Requirement:
Collect every line of the data below that contains the string "instances", matching case exactly. Copy each of those lines in full.

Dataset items
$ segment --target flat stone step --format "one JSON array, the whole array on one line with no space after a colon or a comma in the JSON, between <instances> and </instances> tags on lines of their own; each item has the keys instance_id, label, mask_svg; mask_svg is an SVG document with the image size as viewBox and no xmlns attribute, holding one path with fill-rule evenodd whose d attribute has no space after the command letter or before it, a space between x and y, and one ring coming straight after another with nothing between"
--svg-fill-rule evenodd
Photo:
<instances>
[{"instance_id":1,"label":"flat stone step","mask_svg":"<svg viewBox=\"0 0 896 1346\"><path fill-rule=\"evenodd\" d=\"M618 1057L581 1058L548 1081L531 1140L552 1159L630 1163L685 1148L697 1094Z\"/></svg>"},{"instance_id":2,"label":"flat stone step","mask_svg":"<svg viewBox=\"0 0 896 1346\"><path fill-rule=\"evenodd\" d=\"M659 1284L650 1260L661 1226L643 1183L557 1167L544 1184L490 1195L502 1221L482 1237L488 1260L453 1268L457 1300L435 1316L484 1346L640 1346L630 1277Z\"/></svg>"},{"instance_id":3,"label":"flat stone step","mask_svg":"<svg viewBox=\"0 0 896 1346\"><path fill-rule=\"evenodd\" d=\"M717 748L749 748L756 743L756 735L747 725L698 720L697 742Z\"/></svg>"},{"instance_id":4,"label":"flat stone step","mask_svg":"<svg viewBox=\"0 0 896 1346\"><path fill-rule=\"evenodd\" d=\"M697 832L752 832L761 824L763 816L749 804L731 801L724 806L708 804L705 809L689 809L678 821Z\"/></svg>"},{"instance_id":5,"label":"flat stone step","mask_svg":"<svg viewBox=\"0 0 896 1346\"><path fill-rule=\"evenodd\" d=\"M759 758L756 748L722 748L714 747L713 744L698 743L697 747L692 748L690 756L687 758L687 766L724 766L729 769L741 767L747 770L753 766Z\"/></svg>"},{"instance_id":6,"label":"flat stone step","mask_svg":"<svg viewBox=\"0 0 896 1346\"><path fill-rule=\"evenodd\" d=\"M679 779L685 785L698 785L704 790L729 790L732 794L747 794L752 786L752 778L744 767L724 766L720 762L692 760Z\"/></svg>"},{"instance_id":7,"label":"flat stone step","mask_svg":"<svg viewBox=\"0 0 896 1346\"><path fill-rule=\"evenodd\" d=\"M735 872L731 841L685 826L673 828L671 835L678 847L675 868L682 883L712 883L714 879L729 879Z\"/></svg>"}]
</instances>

Finished answer:
$ segment --target flat stone step --format "one JSON array, the whole array on one line with no space after a colon or a comma in the JSON, between <instances> and </instances> tags on lines of their own; each item has the keys instance_id, label, mask_svg; mask_svg is an SVG document with the image size as viewBox and no xmlns attribute, holding one path with fill-rule evenodd whose d attribute has no space after the command letter or before it, a space between x and y, and one ring coming straight after another with nothing between"
<instances>
</instances>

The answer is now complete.